A Texas-sized thanksgiving Menu

Oven roasted turkey

Giblet gravy

Cornbread dressing

Mashed potatoes

Baked Sweet potatoes topped with marshmallows

Creamed corn

Cucumber/ham salad

Fruit salad

Pistachio salad

Jell-O fruit salad

Pea salad

Cranberry sauce

Rolls

Relish tray

Deviled eggs

Celery sticks stuffed with cheese spread

Pumpkin pie

Chocolate pie

Coconut cream pie

Lemon or Lemon Chess pie

German Chocolate Cake

Whipped cream

Iced tea

Coffee

Marjorie’s Sweet Cornbread Dressing

2 pans pre-baked sweet cornbread

1 - 2 loaves white or wheat bread

3-4 medium chopped onions

6 - 8 chopped hard-boiled eggs

1 ½ bunch chopped celery

2 small cans chicken broth

ground sage

salt & pepper

Crumble cornbread into large roasting pan. Tear bread slices into tiny pieces and add to cornbread in pan. Toss together until mixed. Add onions, celery, and hard-boiled eggs. Mix well. Add sage to cover top. Mix again. Add one can of chicken broth. Mix well. Add salt and pepper to taste. Stir. Begin to slowly add the other can if you like a moist dressing stirring as you go, adding a little at a time. Somewhere between 1 ½ - 2 cans should be just right. Taste the dressing. You may want to add more sage at this point. Taste again. When it tastes just right, use a large serving spoon or spatula to pack it down tightly into the pan, evening out the top and sides. Bake at 350 until edges of crust are brown, about 30 minutes.  Serves a crowd.

**What the task requires:**
In the Thanksgiving menu, turn the paragraph that begins "Crumble cornbread into large roasting pan" into a short numbered list of steps that keeps its main facts.

**Dataset excerpt:**
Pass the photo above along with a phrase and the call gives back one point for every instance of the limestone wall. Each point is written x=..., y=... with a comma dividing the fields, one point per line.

**Solution to the problem:**
1. Crumble the cornbread into a large roasting pan, tear the bread into tiny pieces, add it, and toss until mixed.
2. Mix in the onions, celery, and hard-boiled eggs.
3. Cover the top with sage and mix again.
4. Mix in one can of chicken broth, then salt and pepper to taste.
5. For a moister dressing, stir in more broth a little at a time. About 1 ½ to 2 cans total is right.
6. Taste, add more sage if wanted, and taste again.
7. Pack the dressing tightly into the pan with a large spoon or spatula, evening the top and sides.
8. Bake at 350 for about 30 minutes, until the crust edges are brown. Serves a crowd.